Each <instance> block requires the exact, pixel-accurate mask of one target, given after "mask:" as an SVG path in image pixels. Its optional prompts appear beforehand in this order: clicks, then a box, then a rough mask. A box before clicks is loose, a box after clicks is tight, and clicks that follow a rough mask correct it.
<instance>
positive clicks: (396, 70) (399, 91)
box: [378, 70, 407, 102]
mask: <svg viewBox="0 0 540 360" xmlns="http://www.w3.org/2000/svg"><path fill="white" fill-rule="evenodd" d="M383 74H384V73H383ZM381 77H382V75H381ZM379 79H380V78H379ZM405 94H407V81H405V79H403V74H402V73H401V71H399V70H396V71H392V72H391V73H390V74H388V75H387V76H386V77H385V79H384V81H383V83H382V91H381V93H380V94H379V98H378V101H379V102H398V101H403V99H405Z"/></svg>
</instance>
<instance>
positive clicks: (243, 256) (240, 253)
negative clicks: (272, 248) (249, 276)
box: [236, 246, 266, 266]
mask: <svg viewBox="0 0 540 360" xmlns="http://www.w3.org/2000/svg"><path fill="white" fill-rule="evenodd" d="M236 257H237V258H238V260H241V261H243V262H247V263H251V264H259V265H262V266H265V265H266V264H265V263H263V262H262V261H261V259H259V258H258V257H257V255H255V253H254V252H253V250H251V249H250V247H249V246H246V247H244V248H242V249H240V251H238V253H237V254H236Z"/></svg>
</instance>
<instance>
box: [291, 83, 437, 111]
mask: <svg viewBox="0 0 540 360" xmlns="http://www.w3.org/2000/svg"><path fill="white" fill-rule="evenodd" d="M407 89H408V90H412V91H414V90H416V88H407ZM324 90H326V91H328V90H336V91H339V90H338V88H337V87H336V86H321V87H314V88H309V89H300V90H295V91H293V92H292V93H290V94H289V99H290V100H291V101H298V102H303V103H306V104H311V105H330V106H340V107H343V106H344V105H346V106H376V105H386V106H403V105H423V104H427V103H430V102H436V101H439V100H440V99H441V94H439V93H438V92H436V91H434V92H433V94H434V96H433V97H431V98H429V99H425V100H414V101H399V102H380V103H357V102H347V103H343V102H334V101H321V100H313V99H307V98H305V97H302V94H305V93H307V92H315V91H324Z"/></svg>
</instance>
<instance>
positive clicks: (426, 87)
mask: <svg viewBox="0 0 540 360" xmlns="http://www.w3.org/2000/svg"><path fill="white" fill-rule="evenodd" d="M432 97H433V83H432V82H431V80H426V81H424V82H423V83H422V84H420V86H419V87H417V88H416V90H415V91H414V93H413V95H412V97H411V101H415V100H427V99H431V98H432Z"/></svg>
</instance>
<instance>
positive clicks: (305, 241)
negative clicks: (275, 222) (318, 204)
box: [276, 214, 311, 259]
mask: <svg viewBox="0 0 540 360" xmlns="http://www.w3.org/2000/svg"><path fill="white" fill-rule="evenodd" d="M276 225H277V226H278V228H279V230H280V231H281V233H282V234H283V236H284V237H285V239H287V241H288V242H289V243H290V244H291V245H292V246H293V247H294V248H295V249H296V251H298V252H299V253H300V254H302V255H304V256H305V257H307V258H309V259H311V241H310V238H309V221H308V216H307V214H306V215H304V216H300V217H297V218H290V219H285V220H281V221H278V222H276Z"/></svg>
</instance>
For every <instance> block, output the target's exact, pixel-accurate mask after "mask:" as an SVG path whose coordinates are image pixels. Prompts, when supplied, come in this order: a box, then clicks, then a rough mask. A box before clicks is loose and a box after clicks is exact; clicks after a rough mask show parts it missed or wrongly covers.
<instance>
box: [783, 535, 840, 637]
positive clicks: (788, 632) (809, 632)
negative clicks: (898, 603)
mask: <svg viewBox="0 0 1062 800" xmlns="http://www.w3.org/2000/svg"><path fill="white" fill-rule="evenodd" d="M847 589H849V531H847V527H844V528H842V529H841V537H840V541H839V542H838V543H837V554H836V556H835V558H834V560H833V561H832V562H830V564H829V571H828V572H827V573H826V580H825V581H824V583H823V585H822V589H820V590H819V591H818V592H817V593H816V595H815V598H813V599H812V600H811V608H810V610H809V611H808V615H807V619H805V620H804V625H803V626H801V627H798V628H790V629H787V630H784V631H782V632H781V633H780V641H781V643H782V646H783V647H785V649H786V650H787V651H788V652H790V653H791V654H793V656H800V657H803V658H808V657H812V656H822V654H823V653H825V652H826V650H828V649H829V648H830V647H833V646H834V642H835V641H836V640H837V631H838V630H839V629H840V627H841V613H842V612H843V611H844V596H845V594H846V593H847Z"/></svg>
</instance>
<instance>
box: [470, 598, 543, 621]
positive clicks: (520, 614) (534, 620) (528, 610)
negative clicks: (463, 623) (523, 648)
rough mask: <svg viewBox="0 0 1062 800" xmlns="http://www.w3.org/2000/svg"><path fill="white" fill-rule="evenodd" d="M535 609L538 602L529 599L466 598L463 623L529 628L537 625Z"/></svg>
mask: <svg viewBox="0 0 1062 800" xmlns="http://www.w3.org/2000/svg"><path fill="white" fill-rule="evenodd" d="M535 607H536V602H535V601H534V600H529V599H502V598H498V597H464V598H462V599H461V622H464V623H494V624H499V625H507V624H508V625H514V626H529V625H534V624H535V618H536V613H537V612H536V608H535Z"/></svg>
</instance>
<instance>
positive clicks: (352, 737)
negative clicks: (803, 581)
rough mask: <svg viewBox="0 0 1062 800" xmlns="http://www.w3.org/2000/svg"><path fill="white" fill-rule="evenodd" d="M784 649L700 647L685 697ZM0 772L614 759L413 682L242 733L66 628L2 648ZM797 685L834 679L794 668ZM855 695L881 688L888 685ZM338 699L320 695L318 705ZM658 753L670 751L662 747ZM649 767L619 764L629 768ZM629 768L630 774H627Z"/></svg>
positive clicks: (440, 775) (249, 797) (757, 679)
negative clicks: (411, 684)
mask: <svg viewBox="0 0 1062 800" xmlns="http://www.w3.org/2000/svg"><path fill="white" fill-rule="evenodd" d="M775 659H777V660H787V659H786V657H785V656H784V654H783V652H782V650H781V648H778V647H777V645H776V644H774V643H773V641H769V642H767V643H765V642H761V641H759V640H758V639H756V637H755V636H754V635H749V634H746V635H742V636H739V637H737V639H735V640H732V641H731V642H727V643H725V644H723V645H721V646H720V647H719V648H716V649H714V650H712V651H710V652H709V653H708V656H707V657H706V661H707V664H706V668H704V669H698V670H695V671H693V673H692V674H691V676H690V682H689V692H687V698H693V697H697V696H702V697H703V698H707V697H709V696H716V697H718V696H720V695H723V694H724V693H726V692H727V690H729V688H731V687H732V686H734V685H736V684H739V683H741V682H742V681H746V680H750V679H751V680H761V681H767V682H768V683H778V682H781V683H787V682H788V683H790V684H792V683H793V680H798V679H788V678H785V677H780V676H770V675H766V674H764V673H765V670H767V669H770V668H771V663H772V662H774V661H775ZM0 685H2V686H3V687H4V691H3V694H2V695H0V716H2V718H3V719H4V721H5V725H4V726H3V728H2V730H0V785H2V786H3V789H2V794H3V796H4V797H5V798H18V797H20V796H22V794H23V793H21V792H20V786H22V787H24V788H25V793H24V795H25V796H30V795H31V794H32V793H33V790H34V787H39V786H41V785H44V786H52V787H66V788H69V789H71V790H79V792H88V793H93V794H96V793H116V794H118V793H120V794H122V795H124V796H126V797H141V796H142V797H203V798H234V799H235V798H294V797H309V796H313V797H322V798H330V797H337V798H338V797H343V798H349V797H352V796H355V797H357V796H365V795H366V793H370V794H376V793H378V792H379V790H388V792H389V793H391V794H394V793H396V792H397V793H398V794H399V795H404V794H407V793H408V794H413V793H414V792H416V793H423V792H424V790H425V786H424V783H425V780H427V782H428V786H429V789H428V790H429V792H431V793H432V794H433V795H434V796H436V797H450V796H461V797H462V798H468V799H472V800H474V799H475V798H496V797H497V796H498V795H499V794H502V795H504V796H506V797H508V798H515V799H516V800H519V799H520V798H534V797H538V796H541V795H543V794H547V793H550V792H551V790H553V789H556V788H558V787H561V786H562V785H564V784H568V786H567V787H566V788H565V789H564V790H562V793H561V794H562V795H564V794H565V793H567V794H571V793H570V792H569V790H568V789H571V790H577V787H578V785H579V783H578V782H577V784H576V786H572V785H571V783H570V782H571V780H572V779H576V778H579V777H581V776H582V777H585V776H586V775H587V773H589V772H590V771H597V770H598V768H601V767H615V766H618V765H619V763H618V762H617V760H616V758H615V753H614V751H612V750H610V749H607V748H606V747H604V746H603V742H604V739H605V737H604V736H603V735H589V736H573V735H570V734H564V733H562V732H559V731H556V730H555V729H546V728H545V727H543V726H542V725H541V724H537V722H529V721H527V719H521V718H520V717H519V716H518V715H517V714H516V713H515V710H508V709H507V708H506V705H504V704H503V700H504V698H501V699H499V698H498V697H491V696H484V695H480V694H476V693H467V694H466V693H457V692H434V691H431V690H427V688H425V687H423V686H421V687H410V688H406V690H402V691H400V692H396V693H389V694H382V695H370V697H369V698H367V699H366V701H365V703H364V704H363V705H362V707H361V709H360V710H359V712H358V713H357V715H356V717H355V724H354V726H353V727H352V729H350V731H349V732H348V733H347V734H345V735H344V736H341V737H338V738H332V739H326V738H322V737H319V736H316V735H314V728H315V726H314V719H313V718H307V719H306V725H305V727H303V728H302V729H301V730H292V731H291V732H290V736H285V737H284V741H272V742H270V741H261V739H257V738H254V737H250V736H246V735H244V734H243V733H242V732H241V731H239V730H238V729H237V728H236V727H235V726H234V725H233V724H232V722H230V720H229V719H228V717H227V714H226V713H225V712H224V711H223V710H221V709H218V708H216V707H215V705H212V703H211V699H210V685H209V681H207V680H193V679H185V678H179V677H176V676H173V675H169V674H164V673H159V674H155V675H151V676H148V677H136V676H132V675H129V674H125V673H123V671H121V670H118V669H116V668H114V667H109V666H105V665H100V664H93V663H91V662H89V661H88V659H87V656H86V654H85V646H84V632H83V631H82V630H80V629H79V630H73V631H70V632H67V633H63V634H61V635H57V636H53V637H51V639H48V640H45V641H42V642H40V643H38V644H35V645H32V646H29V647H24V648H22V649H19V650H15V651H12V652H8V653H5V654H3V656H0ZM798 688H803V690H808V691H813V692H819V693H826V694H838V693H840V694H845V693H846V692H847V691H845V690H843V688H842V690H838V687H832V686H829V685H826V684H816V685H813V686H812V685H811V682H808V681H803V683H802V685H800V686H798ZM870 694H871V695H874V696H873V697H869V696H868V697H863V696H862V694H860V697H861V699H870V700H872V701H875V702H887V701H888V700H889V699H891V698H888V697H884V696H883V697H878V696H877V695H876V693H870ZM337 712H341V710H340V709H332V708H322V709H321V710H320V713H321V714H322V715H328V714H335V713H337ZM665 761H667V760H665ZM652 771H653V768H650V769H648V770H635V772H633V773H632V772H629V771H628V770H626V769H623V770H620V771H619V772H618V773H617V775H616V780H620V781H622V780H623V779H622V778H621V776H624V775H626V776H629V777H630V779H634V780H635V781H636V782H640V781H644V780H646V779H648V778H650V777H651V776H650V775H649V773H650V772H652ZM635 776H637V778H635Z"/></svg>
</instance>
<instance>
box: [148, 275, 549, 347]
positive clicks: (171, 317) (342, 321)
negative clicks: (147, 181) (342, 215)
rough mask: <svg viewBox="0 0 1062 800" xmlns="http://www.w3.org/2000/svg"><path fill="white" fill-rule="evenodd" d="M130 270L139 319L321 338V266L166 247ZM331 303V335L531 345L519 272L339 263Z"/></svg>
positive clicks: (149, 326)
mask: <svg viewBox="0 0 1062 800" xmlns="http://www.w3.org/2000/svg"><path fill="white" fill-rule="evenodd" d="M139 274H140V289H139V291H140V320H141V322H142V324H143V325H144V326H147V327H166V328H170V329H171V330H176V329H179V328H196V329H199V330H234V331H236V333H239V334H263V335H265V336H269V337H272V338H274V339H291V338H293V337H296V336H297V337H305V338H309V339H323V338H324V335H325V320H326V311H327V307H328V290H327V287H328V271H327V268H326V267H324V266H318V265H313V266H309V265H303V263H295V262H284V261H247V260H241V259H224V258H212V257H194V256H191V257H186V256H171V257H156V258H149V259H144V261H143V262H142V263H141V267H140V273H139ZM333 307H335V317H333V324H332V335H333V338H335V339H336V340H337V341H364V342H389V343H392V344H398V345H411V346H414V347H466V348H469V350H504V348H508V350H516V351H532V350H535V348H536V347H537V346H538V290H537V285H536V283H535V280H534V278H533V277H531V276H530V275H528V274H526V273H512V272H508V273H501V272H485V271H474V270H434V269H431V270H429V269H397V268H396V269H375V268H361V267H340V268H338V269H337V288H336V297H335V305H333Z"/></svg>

• Aim of the task:
Write out the listing exactly from its first line to the line containing "negative clicks: (275, 222) (318, 204)". Both of those lines belong in the answer.

• Your solution:
Each <instance> block requires the exact, pixel-accurate mask of one target, given after "mask:" as an SVG path in image pixels. Its optional prompts appear beforehand in this order: clicks, then a box, then a rough mask. A box before clicks is loose, a box after clicks is tight, and clicks that follow a rough mask correct it.
<instance>
positive clicks: (396, 70) (399, 91)
box: [378, 70, 407, 102]
mask: <svg viewBox="0 0 540 360" xmlns="http://www.w3.org/2000/svg"><path fill="white" fill-rule="evenodd" d="M383 74H384V73H383ZM381 77H382V75H381ZM379 79H380V78H379ZM405 94H407V81H405V79H403V74H402V73H401V71H399V70H396V71H392V72H391V73H390V74H388V75H387V76H386V77H385V79H384V81H383V83H382V91H381V93H380V94H379V98H378V101H379V102H398V101H403V99H405Z"/></svg>
</instance>
<instance>
positive clicks: (243, 256) (240, 253)
negative clicks: (272, 248) (249, 276)
box: [236, 246, 266, 266]
mask: <svg viewBox="0 0 540 360" xmlns="http://www.w3.org/2000/svg"><path fill="white" fill-rule="evenodd" d="M236 257H237V258H238V260H241V261H243V262H247V263H251V264H259V265H262V266H265V265H266V264H265V263H263V262H262V261H261V259H259V258H258V257H257V255H255V253H254V252H253V250H251V249H250V247H249V246H246V247H244V248H242V249H240V251H238V253H237V254H236Z"/></svg>
</instance>
<instance>
box: [291, 83, 437, 111]
mask: <svg viewBox="0 0 540 360" xmlns="http://www.w3.org/2000/svg"><path fill="white" fill-rule="evenodd" d="M407 89H408V90H412V91H414V90H416V88H407ZM324 90H326V91H328V90H336V91H339V90H338V88H337V87H336V86H321V87H314V88H309V89H300V90H295V91H293V92H292V93H290V94H289V99H290V100H291V101H298V102H303V103H306V104H311V105H330V106H340V107H343V106H344V105H346V106H376V105H386V106H403V105H423V104H427V103H430V102H436V101H439V100H440V99H441V94H439V93H438V92H436V91H434V92H433V94H434V96H433V97H431V98H429V99H425V100H414V101H399V102H380V103H357V102H347V103H343V102H334V101H321V100H313V99H307V98H305V97H302V94H305V93H307V92H315V91H324Z"/></svg>
</instance>
<instance>
positive clicks: (426, 87)
mask: <svg viewBox="0 0 540 360" xmlns="http://www.w3.org/2000/svg"><path fill="white" fill-rule="evenodd" d="M432 97H433V83H432V82H431V80H426V81H424V82H423V83H422V84H420V86H419V87H417V88H416V90H415V91H414V93H413V95H412V97H411V101H415V100H427V99H431V98H432Z"/></svg>
</instance>
<instance>
positive clicks: (305, 241)
negative clicks: (275, 222) (318, 204)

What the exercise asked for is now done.